### Supplied text
A. Yes, these are common problems with Post Traumatic Stress Disorder. One set of symptoms that causes many people problems of this type is the avoidance symptoms. If you look in the Diagnostic and Statistical Manual IV, this symptom reads: "Persistent avoidance of stimuli associated with the trauma and numbing of general responsiveness (not present before the trauma)"

How this translates into your life depends upon many factors: Your trauma, your current life, what would trigger your awareness of your trauma, and how your mind interprets all this.

  • People lose interest in their lives

  • Develop difficulties being intimate

  • Lose hope for their future

  • Narrow their range of feelings

  • Avoid thoughts, feelings, and conversations associated with their trauma

  • Avoid activities, places and people related to their trauma

My thinking on this is related to how I see recovery from PTSD. Many dramatic symptoms of PTSD involve reliving your trauma(s). I believe this is a healthy part of people trying to master their difficult life experiences. Your psyche constantly brings up the things you need to face in memories, thoughts, dreams, flashbacks, intrusive recollections, and physical responses.

However, this is exceedingly painful! So people do what they need to do to cut down on their pain, avoiding life.

How you deal with this is a little at a time. Picking small portion of an activity to force yourself into. Then with help from your friends, journal, and therapist, you face the feelings that surface. Then you pick a new small activity to face. And begin again experiencing painful feelings.

Doing it this way, instead of trying to figure it all out ahead of time allows your feelings to surface in manageable chunks. In this manner, you prevent the flooding and overload that causes people to become even less functional.

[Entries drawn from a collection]
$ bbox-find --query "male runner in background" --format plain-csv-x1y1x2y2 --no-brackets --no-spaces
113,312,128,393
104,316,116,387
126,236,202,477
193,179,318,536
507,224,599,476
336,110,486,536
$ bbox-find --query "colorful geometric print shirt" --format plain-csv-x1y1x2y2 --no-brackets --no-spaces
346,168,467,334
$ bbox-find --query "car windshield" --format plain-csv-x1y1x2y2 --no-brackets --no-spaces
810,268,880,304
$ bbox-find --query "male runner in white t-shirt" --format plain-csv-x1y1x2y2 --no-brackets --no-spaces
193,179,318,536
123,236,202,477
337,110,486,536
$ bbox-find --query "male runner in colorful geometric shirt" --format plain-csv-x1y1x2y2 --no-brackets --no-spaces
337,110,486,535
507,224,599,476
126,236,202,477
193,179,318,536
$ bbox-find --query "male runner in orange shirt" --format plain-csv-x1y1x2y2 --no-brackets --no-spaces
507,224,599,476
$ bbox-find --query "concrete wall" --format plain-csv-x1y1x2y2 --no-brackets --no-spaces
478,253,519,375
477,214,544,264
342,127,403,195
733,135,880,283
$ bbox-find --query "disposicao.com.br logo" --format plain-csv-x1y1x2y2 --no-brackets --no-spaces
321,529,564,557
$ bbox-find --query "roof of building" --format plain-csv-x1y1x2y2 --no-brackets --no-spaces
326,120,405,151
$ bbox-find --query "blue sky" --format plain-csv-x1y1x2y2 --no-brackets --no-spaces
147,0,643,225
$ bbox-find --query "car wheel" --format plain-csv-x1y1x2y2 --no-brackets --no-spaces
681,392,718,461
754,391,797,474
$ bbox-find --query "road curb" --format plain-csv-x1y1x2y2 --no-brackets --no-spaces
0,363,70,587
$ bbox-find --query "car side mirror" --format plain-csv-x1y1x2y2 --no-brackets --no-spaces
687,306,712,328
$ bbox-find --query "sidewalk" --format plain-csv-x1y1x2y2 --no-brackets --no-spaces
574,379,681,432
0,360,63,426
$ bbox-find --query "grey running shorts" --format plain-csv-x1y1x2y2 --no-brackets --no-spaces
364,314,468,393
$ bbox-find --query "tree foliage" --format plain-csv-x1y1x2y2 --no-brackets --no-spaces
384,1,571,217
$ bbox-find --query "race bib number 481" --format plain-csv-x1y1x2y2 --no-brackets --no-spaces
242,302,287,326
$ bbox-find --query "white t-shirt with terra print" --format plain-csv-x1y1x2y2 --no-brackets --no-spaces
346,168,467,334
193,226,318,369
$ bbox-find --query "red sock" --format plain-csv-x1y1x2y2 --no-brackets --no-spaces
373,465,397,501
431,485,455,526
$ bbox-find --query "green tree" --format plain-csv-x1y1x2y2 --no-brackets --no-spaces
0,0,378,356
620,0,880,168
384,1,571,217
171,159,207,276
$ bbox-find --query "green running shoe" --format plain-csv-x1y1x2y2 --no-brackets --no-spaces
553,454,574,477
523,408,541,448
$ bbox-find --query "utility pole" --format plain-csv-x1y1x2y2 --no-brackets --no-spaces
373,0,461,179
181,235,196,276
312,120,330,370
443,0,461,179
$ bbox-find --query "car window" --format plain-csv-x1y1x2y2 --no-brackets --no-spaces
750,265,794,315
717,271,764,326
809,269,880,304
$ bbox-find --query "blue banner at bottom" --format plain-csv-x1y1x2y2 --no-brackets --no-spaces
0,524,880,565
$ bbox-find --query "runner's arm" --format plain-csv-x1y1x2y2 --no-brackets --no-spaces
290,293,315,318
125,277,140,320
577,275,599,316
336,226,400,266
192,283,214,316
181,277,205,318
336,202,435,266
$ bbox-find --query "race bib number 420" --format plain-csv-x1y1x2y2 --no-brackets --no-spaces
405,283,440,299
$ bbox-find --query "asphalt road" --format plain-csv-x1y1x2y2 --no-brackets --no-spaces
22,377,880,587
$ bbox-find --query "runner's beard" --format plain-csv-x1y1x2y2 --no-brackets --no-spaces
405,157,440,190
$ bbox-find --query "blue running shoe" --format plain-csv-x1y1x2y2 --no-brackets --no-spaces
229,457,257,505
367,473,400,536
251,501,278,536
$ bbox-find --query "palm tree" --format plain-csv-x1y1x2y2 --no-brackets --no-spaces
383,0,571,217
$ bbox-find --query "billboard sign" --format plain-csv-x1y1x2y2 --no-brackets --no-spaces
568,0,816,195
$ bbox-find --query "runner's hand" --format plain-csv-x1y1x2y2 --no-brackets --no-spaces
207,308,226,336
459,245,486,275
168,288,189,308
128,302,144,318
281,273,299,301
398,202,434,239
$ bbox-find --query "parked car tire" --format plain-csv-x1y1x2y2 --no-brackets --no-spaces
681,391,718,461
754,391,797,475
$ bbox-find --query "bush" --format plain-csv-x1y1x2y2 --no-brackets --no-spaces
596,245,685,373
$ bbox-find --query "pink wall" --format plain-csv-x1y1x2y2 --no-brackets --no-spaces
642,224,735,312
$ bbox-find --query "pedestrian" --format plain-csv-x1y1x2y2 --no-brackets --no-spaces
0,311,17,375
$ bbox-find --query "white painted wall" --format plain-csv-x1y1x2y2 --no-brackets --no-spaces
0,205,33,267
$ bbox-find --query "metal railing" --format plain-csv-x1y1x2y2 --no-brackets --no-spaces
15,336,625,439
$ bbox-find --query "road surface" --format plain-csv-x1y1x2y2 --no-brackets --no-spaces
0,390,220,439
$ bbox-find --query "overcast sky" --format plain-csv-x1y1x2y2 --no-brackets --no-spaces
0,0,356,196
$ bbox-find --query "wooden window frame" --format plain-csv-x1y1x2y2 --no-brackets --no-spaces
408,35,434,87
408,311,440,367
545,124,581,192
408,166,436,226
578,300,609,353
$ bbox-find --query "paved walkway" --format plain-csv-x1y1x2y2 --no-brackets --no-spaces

### Goal of the exercise
According to the text on PTSD avoidance symptoms, what does the writer believe reliving one's trauma is? Rely only on the text on PTSD avoidance symptoms.

### Written solution
A healthy part of people trying to master their difficult life experiences.